#### Actions to take
a - From the internship journal, list every piece of literature the writer received during Week 3.
b - According to the internship journal, to what concentration were the extension primers diluted?
c - Reproduce the passage from the internship journal that starts at "Perhaps most importantly, however, was" and ends at "to be read.".

One final thing I had to do this week was attend an hour and a half long Biology and Fire Safety Training class. Some of the things I learned about were the correct procedures to enact when threatened by a fire for the building, the rules and regulations associated with maintaining a laboratory, and the importance of consistently updating the correct labeling for all chemicals within the lab and chemical supply closets. Things like these are handled very seriously, and if a lab has too many violations (or maybe even just one major one), it can be shut down. There’s a lot to constantly remember, so I got to appreciate more of what it means to run and maintain your own lab.

That’s a lot of information for one post, so I’ll continue next time with what I do next week!

Until then!

- Sofia

Week 3 (07/27-31/15)

This week I continued working on the many different aspects of my project. However, of course, my full time here was utilized and I received materials and helped out with a variety of different things. I ran a PCR for an unrelated project, learned how to clean the Nanodispenser, learned how to spot a chip using the Nanodispenser (this was done for yet another project), ran this chip in the mass spectrometer, and received some literature, including an article on Lee Jones (whose work is related to exercise and its effects on cancer), a paper on molecular pathological epidemiology (a newly developing discipline that combines the fields of epidemiology with pathology to truly understand the source and spread of diseases), Primer of Epidemiology by Gary Friedman, and The Molecular Mechanics of Cancer Predisposition by Neil Sullivan. I also created a PCR ladder reference for the lab’s sake.

As for my project, I received a document detailing how to dilute primers (because when primers are shipped, they don’t come as solutions, but rather in a solid form the size of a speck of dust). I had to dilute the forward and reverse primers to 100µm, and the extension primers to 500µm. After this, I created primer mixes (two of each for well 1 and 2). We then ran a primer optimization, which is when you test the primer mix in the mass spectrometer to ensure all primers output around the same signal. It is then calculated for those that are too low how much more of the primer should be added to the mix. To the left is an example of what optimized primer signals should look like.

Perhaps most importantly, however, was that I had to retrieve the DNA we would be using and make sure everything was in order. This DNA had already been extracted from a different study, so I did not have to worry about that. What I discovered, though, was that many of the 150 samples I would be testing needed to be normalized (set to a standard concentration) again. Although there are specimen logs that tracked the concentrations and volumes of all samples, just to be sure, I re-measured all 150 samples using the Nanodrop 8000. This spectrophotometer enables the user to measure the concentration of macromolecules (including DNA, RNA, and proteins). It looks like the image to the right, and to the bottom is what it would look like to place samples to be read.

#### Recorded data
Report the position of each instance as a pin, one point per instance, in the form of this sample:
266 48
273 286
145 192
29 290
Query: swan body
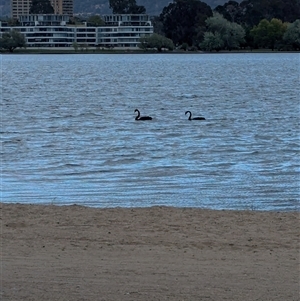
195 118
139 117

#### Responses to the tasks
a -
- An article on Lee Jones
- A paper on molecular pathological epidemiology
- Primer of Epidemiology by Gary Friedman
- The Molecular Mechanics of Cancer Predisposition by Neil Sullivan

b - 500µm

c -
Perhaps most importantly, however, was that I had to retrieve the DNA we would be using and make sure everything was in order. This DNA had already been extracted from a different study, so I did not have to worry about that. What I discovered, though, was that many of the 150 samples I would be testing needed to be normalized (set to a standard concentration) again. Although there are specimen logs that tracked the concentrations and volumes of all samples, just to be sure, I re-measured all 150 samples using the Nanodrop 8000. This spectrophotometer enables the user to measure the concentration of macromolecules (including DNA, RNA, and proteins). It looks like the image to the right, and to the bottom is what it would look like to place samples to be read.